##### Record extracts
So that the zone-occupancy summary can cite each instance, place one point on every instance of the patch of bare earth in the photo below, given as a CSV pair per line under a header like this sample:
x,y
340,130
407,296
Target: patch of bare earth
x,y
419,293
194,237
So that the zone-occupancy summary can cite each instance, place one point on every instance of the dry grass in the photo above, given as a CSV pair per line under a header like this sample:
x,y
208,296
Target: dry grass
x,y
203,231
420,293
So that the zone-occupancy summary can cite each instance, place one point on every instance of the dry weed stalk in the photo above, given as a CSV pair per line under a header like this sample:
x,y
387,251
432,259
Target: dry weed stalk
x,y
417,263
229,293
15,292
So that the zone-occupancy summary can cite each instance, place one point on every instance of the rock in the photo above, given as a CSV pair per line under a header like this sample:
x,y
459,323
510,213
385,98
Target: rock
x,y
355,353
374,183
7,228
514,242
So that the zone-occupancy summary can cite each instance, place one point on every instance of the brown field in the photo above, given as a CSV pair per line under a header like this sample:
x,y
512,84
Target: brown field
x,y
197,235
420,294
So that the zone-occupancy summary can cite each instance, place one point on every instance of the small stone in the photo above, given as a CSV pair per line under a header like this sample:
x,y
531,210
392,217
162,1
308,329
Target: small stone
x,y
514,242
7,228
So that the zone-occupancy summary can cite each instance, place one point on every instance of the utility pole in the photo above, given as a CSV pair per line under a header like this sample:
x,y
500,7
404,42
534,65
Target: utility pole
##########
##### Record extracts
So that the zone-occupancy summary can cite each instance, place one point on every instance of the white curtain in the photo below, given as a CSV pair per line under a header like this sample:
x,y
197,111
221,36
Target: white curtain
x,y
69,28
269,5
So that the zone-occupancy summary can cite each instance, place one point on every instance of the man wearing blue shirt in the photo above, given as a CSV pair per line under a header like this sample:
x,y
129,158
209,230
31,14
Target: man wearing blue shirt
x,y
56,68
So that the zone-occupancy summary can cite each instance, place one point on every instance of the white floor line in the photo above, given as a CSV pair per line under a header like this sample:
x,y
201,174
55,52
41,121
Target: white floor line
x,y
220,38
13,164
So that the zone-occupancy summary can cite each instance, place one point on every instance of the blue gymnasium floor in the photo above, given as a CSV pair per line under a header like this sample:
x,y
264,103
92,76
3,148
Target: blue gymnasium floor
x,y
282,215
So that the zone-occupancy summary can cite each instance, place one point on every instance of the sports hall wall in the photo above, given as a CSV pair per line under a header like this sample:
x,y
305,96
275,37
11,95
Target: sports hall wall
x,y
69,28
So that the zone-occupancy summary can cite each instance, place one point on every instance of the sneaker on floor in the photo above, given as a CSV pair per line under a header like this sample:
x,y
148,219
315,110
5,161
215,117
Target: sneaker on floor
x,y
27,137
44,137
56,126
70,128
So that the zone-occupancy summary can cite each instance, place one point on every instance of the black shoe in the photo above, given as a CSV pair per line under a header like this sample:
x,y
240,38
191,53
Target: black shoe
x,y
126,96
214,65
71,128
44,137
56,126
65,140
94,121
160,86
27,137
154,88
##########
## Exercise aim
Report each line of the entries where the word "pole" occurs.

## Answer to the problem
So that the zone-occupancy summary can cite each instance, place one point on every instance of the utility pole in the photo above, given as a CSV pair per line under a header like this sample:
Target: utility pole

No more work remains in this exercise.